• _BLOK TEKS_:
********

Pasal yang menyatakan “Istirahat minggguan satu hari untuk enam hari kerja dalam satu minggu” bertentangan dengan UUD 1945 dan tidak memiliki kekuatan hukum mengikat sepanjang tidak dimaknai “atau dua hari untuk lima hari kerja dalam satu minggu.
Kata “dapat” dalam Pasal 79 ayat 5 dalam Pasal 81 angka 25 UU 6/2023 bertentangan dengan UUD 1945 dan tidak memiliki kekuatan hukum mengikat.
Pasal 88 ayat 1 dalam Pasal 81 angka 27 UU 6/2023 yang menyebutkan “Setiap pekerja/buruh berhak atas penghidupan yang layak bagi kemanusiaan” dinyatakan bertentangan dengan UUD 1945.
Pasal ini juga tidak memiliki kekuatan hukum mengikat, kecuali dimaknai sebagai penghasilan yang memenuhi kebutuhan hidup wajar bagi pekerja/buruh dan keluarganya, termasuk makanan, sandang, perumahan, pendidikan, kesehatan, rekreasi, dan jaminan hari tua.
Pasal yang menyebutkan “Pemerintah pusat menetapkan kebijakan pengupahan untuk mewujudkan hak pekerja/buruh atas penghidupan yang layak ini bertentangan dengan UUD 1945.
Pasal ini tidak memiliki kekuatan hukum mengikat, kecuali dimaknai sebagai melibatkan dewan pengupahan daerah, termasuk unsur pemerintah daerah, dalam perumusan kebijakan pengupahan untuk pemerintah pusat.
Frasa “struktur dan skala upah” dalam Pasal 88 ayat 3 huruf b dalam Pasal 81 angka 27 UU 6/2023 bertentangan dengan UUD 1945 dan tidak memiliki kekuatan hukum mengikat sepanjang tidak dimaknai “struktur dan skala upah yang proporsional”.

********

• _BARIS DATA_:

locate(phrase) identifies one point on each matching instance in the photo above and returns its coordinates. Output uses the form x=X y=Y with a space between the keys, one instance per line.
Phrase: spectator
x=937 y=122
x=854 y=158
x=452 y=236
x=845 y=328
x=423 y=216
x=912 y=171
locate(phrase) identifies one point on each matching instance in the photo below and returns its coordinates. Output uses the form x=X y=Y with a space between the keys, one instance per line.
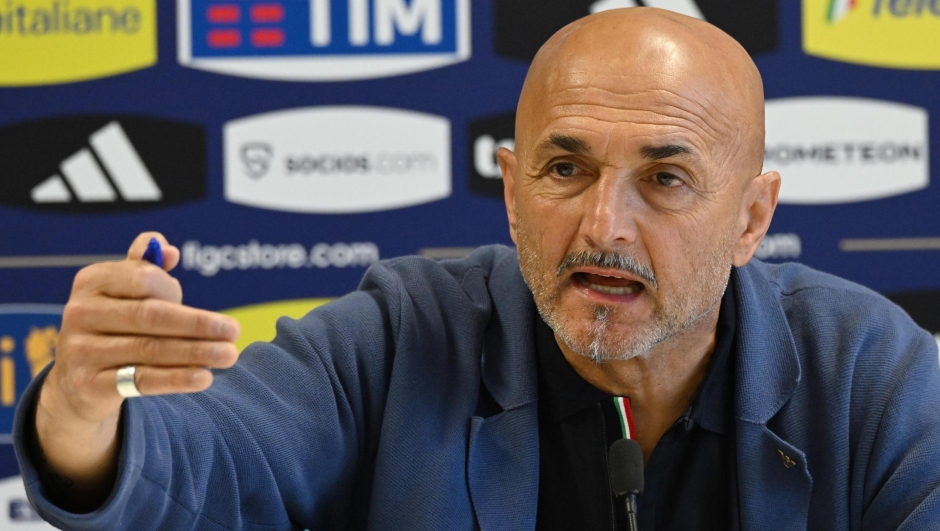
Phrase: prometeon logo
x=337 y=159
x=887 y=33
x=519 y=34
x=60 y=41
x=486 y=137
x=101 y=164
x=841 y=150
x=322 y=40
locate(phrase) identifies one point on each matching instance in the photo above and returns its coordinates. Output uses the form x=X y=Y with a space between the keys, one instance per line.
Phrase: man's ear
x=507 y=164
x=757 y=210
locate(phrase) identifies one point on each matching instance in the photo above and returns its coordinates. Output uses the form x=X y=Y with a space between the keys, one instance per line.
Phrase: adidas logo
x=101 y=163
x=87 y=180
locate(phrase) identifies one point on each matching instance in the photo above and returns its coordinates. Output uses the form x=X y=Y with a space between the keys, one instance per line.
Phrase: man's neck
x=661 y=383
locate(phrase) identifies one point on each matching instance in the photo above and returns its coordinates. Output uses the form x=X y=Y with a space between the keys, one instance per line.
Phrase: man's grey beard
x=599 y=344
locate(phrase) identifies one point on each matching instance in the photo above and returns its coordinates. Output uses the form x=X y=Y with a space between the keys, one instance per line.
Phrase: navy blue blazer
x=362 y=414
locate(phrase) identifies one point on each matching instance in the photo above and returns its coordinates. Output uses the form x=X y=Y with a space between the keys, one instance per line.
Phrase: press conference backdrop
x=286 y=145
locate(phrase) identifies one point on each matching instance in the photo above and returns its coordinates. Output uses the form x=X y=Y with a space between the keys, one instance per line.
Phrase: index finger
x=171 y=254
x=157 y=318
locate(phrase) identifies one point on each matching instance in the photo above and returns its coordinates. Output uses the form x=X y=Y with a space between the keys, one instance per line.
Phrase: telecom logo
x=337 y=159
x=886 y=33
x=486 y=136
x=322 y=40
x=101 y=164
x=841 y=150
x=519 y=34
x=44 y=42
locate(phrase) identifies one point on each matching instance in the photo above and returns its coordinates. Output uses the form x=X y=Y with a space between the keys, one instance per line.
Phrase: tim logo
x=322 y=40
x=101 y=164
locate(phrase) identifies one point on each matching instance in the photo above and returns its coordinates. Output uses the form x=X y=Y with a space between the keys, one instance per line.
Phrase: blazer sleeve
x=902 y=471
x=277 y=442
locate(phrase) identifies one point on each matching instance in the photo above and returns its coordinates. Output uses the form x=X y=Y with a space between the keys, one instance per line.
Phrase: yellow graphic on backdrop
x=44 y=42
x=257 y=321
x=888 y=33
x=7 y=372
x=40 y=348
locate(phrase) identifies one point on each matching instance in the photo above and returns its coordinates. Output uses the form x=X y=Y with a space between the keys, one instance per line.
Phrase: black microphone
x=626 y=475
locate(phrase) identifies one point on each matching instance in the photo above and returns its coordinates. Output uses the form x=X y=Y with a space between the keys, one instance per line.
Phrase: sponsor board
x=19 y=515
x=44 y=42
x=519 y=34
x=257 y=320
x=841 y=150
x=101 y=163
x=887 y=33
x=322 y=40
x=28 y=333
x=209 y=260
x=923 y=307
x=332 y=160
x=486 y=136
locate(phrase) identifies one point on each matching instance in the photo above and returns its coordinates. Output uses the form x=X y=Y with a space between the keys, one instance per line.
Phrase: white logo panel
x=17 y=514
x=341 y=159
x=842 y=150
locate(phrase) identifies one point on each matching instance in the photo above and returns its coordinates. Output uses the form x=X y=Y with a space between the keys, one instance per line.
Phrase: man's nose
x=611 y=207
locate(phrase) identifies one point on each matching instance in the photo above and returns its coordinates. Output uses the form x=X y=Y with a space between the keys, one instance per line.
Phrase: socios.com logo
x=889 y=33
x=840 y=150
x=258 y=320
x=322 y=40
x=337 y=159
x=59 y=41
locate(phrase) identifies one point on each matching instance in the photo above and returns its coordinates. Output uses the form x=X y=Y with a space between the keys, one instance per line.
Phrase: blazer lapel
x=503 y=449
x=774 y=483
x=503 y=469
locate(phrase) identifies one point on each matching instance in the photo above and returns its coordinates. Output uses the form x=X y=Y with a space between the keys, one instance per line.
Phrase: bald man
x=485 y=392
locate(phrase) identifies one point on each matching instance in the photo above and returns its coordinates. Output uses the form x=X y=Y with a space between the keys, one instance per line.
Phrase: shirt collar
x=562 y=391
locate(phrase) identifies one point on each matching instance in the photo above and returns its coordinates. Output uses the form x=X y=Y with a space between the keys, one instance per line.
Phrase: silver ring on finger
x=126 y=385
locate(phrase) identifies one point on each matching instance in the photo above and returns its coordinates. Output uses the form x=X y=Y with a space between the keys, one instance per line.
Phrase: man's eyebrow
x=568 y=143
x=664 y=152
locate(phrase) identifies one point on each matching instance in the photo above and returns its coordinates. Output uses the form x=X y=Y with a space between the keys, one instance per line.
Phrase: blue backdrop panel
x=93 y=154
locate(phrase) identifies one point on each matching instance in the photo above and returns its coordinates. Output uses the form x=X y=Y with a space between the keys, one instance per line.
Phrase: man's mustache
x=620 y=262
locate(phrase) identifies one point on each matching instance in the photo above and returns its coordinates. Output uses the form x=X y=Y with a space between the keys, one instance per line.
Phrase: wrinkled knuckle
x=149 y=313
x=85 y=277
x=82 y=381
x=75 y=312
x=148 y=279
x=149 y=349
x=204 y=324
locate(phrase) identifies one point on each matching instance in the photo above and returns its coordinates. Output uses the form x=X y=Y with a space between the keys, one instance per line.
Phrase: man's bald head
x=649 y=49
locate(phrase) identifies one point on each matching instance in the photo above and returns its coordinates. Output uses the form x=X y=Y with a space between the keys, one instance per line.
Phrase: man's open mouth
x=608 y=284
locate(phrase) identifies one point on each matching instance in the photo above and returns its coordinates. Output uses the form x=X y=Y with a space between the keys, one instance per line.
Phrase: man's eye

********

• _SOAL LATIHAN_:
**1.** Tuliskan kembali tanpa perubahan seluruh bagian teks tentang pasal UU 6/2023 di atas, mulai dari "Pasal ini juga" sampai ke "jaminan hari tua.".
**2.** Teruskan teks tentang pasal UU 6/2023 di atas, dimulai sesudah kalimat terakhirnya.

• _JAWABAN SETIAP SOAL_:
**1.**
Pasal ini juga tidak memiliki kekuatan hukum mengikat, kecuali dimaknai sebagai penghasilan yang memenuhi kebutuhan hidup wajar bagi pekerja/buruh dan keluarganya, termasuk makanan, sandang, perumahan, pendidikan, kesehatan, rekreasi, dan jaminan hari tua.

**2.**
Menyatakan ini bertentangan dengan UUD 1945 dan tidak memiliki kekuatan hukum mengikat sepanjang tidak dimaknai “termasuk gubernur wajib menetapkan upah minimum sektoral pada wilayah provinsi dan dapat untuk kabupaten/kota”.
Frasa “indeks tertentu” dalam pasal ini diyatakan bertentangan dengan UUD 1945 dan tidak memiliki kekuatan hukum mengikat.
Kecuali dimaknai sebagai variabel yang mewakili kontribusi tenaga kerja terhadap pertumbuhan ekonomi daerah dengan mempertimbangkan kepentingan perusahaan dan pekerja/buruh serta prinsip proporsionalitas untuk memenuhi kebutuhan hidup layak (KHL).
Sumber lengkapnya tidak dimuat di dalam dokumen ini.